### TO-DO ITEM
Gather every line of the records below that contains the string "negative", treating uppercase and lowercase as different. Copy each such line in full.

____ GIVEN ENTRIES

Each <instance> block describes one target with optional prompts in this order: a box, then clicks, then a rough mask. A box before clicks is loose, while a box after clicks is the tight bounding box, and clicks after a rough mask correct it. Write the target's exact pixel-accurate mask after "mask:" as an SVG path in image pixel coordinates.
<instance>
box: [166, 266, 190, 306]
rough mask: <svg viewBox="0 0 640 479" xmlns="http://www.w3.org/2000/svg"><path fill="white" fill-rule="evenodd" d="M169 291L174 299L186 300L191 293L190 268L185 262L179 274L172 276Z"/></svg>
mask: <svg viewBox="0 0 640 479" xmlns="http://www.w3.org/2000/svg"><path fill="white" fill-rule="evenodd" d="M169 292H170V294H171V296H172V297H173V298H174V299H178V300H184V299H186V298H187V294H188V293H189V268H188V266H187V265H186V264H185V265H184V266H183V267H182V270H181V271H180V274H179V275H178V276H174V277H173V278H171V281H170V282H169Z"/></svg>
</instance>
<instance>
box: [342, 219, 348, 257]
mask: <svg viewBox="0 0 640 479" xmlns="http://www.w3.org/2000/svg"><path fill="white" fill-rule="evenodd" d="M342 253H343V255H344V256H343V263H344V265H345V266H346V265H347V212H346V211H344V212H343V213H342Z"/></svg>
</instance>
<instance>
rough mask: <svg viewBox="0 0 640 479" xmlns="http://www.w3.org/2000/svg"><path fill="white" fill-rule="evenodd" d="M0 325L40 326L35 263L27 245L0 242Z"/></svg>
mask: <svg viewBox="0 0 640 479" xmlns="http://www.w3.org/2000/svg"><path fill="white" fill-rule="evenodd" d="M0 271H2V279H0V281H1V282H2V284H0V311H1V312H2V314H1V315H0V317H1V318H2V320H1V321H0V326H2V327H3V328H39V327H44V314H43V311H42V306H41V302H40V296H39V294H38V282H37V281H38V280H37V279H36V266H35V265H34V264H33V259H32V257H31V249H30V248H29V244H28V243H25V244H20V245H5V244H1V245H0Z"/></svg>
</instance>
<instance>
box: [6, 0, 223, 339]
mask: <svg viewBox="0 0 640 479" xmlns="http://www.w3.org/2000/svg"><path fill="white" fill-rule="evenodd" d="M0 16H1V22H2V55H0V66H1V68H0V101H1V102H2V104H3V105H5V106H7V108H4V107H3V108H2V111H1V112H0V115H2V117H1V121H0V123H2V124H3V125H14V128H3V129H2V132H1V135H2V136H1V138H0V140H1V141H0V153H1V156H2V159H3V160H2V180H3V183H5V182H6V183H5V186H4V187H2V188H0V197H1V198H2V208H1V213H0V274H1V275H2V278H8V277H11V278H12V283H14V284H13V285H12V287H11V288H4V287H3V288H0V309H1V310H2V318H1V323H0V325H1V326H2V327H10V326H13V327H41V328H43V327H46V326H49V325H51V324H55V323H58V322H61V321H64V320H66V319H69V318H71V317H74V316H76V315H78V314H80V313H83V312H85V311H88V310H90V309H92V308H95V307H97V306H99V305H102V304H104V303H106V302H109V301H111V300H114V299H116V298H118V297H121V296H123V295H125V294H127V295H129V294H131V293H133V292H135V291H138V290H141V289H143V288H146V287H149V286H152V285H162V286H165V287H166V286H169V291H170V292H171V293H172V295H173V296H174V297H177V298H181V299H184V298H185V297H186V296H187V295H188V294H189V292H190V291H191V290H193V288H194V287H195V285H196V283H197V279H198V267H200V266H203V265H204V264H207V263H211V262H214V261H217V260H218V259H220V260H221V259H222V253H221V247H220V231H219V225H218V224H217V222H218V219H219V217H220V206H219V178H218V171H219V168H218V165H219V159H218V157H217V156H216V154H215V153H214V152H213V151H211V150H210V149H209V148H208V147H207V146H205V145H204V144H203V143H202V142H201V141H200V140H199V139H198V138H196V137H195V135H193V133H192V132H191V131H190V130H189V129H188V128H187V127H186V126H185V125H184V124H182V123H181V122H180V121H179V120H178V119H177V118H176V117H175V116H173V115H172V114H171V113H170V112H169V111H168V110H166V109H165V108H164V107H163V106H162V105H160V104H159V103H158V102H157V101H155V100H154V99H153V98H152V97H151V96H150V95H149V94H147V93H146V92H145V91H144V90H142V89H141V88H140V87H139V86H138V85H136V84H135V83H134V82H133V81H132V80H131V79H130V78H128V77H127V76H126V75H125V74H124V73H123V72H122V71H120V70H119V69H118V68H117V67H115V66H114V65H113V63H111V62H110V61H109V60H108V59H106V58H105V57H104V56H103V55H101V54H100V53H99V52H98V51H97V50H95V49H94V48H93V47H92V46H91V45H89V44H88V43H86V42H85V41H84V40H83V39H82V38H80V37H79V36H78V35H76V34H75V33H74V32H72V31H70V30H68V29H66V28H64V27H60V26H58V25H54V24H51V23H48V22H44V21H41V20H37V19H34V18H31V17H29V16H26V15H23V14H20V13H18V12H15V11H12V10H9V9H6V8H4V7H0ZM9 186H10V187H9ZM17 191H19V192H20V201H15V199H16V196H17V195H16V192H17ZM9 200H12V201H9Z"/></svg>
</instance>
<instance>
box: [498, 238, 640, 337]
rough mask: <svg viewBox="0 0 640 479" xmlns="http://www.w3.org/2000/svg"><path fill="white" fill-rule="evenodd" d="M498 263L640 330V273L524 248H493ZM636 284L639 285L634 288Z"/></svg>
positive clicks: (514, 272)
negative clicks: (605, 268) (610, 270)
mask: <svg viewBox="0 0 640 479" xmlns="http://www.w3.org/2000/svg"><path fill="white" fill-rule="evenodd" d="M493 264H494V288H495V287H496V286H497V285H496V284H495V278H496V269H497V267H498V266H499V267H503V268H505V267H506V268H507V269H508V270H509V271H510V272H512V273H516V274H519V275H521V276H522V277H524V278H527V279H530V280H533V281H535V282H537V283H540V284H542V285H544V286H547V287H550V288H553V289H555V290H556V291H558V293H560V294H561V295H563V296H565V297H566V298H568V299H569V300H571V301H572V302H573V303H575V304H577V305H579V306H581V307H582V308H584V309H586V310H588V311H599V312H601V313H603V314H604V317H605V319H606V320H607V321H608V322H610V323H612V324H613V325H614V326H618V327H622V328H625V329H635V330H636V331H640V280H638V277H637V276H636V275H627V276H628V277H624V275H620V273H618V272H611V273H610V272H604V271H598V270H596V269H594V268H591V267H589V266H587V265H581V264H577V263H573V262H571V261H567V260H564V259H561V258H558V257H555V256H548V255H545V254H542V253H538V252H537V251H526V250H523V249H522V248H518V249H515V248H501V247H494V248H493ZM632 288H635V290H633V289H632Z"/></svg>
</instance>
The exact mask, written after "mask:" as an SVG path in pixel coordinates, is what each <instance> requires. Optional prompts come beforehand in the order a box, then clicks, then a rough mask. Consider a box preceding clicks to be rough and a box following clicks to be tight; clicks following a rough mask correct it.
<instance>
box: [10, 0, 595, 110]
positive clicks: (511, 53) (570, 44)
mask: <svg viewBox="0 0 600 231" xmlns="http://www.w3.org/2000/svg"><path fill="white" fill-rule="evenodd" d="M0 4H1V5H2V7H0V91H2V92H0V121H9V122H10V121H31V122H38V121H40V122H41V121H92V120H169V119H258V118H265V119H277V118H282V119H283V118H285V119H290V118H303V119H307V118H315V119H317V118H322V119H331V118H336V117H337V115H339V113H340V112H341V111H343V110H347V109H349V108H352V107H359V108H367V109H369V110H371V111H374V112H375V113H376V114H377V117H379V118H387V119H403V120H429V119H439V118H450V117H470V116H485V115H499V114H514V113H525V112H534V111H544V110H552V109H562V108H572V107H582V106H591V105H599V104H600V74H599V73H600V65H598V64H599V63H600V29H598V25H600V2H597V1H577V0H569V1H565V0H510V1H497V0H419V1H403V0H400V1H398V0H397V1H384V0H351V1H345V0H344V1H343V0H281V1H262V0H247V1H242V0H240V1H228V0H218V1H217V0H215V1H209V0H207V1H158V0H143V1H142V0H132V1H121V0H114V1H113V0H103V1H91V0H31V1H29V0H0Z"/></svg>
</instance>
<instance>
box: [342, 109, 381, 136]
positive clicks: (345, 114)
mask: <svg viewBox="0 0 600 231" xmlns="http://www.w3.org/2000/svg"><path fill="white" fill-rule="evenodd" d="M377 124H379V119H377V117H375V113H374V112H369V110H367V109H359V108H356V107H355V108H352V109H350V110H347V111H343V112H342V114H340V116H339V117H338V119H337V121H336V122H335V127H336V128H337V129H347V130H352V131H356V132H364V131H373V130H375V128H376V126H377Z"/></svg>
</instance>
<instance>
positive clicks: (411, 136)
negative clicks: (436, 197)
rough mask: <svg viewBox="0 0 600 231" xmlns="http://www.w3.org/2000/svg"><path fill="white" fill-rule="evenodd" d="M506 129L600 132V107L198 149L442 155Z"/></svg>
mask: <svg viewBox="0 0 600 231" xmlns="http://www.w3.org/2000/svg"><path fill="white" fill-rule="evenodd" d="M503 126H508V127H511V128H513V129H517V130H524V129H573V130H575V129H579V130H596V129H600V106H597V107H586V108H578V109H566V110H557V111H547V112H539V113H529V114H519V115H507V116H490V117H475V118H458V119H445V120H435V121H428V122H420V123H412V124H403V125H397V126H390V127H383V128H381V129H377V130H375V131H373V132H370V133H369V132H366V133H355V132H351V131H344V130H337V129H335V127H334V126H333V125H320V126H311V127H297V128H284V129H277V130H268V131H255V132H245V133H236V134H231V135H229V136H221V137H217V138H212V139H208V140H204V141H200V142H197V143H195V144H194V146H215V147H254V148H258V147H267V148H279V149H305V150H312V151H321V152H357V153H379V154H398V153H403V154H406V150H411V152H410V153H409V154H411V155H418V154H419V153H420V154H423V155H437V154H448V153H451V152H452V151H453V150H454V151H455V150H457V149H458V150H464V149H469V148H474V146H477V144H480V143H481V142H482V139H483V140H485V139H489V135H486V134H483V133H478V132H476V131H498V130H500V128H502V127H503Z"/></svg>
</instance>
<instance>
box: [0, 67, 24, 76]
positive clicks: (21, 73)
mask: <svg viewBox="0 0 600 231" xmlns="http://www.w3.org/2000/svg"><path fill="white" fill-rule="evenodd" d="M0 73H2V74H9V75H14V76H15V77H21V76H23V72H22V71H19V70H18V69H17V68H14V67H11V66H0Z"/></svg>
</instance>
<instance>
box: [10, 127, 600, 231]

________

### SOLUTION
negative clicks: (605, 268) (610, 270)
negative clicks: (436, 197)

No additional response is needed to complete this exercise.